## [Problem]
List every line of the material below that contains the word "Find", copying each one in full.

## [Input rows]
★ ★ ★ ★ ★ ★ ★

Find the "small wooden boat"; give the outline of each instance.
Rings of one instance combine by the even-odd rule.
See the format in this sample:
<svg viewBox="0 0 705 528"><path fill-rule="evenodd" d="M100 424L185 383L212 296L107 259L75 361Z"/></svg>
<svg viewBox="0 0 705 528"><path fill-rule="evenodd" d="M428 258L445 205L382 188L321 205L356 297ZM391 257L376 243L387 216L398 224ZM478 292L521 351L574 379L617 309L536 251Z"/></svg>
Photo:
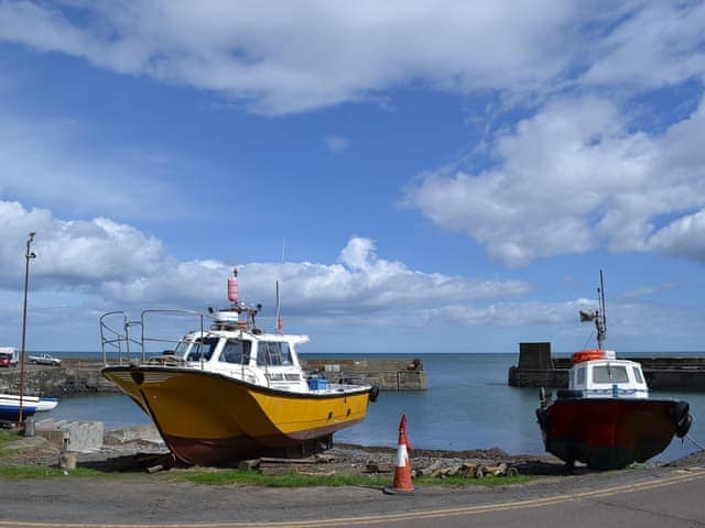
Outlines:
<svg viewBox="0 0 705 528"><path fill-rule="evenodd" d="M106 345L135 342L127 333L130 326L142 328L139 360L108 365L102 374L152 418L169 449L189 464L328 447L335 431L365 418L377 387L307 380L296 349L308 338L260 330L254 316L261 306L238 305L232 280L237 272L229 283L231 307L198 315L200 329L186 333L166 354L144 353L150 339L145 318L162 310L142 312L139 323L123 312L102 316L104 354ZM109 329L106 318L111 316L123 318L126 333ZM204 318L213 320L210 328L204 329Z"/></svg>
<svg viewBox="0 0 705 528"><path fill-rule="evenodd" d="M22 405L20 405L20 402ZM20 407L22 415L34 416L34 413L52 410L58 405L56 398L40 398L37 396L22 396L18 394L0 394L0 421L17 424L20 418Z"/></svg>
<svg viewBox="0 0 705 528"><path fill-rule="evenodd" d="M674 436L687 435L692 417L688 404L649 396L641 365L617 360L603 349L606 333L605 299L600 272L599 310L581 312L594 320L598 348L572 355L568 389L556 398L541 392L536 417L546 451L572 469L575 461L592 469L620 469L646 462L662 452Z"/></svg>

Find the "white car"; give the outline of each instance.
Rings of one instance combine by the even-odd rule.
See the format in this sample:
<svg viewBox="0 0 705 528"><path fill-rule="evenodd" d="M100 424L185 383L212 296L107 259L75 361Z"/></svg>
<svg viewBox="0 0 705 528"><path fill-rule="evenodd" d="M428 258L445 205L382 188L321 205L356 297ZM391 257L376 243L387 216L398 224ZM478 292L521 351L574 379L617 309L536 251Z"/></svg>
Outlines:
<svg viewBox="0 0 705 528"><path fill-rule="evenodd" d="M34 363L35 365L58 366L62 364L62 360L59 358L54 358L51 354L30 355L28 360L30 363Z"/></svg>

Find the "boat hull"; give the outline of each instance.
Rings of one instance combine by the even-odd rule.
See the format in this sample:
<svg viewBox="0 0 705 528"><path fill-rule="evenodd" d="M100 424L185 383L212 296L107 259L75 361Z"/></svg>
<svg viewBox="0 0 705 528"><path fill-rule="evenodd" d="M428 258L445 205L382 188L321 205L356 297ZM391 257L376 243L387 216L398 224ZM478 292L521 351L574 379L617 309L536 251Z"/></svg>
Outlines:
<svg viewBox="0 0 705 528"><path fill-rule="evenodd" d="M41 410L51 410L56 407L56 398L39 398L24 396L22 398L22 416L33 416ZM20 420L20 396L17 394L0 394L0 421L18 422Z"/></svg>
<svg viewBox="0 0 705 528"><path fill-rule="evenodd" d="M183 462L213 465L327 441L365 418L369 388L291 393L207 371L109 366L102 374L154 421Z"/></svg>
<svg viewBox="0 0 705 528"><path fill-rule="evenodd" d="M671 399L558 398L536 416L546 451L596 470L646 462L691 424L688 404Z"/></svg>

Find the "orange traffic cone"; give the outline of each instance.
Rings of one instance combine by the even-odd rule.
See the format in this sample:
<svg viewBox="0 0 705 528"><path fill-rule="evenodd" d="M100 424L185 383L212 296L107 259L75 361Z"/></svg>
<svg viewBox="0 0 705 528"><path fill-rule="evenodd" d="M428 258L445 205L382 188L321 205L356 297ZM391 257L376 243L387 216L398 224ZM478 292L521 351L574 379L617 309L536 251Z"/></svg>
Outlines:
<svg viewBox="0 0 705 528"><path fill-rule="evenodd" d="M384 487L383 492L389 495L411 494L414 493L414 486L411 483L411 462L409 461L409 451L411 443L406 439L406 415L401 414L399 422L399 447L397 448L397 465L394 466L394 483L392 487Z"/></svg>

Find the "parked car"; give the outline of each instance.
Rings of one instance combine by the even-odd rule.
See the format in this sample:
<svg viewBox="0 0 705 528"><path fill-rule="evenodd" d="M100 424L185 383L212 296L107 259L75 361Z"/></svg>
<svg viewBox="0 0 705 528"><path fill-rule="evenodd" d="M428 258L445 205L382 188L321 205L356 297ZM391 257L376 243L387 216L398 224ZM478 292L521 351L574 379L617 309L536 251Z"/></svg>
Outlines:
<svg viewBox="0 0 705 528"><path fill-rule="evenodd" d="M0 366L15 366L20 355L13 346L0 346Z"/></svg>
<svg viewBox="0 0 705 528"><path fill-rule="evenodd" d="M58 366L62 364L62 360L59 358L54 358L51 354L30 355L28 358L28 361L30 363L34 363L35 365Z"/></svg>

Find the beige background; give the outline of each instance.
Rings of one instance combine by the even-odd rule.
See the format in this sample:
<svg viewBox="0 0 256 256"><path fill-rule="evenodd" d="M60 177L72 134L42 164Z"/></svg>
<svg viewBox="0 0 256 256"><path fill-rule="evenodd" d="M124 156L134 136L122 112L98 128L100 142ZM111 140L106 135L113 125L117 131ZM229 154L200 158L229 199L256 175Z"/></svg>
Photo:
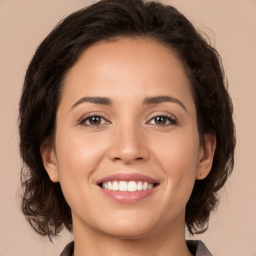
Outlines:
<svg viewBox="0 0 256 256"><path fill-rule="evenodd" d="M235 168L208 230L195 238L202 239L215 256L256 256L256 1L166 2L216 42L234 107ZM62 18L88 2L0 0L0 256L57 256L72 240L64 232L55 244L42 240L20 212L16 120L23 78L37 46Z"/></svg>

★ ★ ★ ★ ★ ★ ★

## [Result]
Find the "small wooden boat"; give the outline of each instance.
Find the "white car"; give the outline of each instance.
Find the "boat hull"; give the outline of each instance.
Find the "orange traffic cone"; give the outline of each instance.
Find the "parked car"; give the outline of each instance.
Find the beige background; give the outline of each instance.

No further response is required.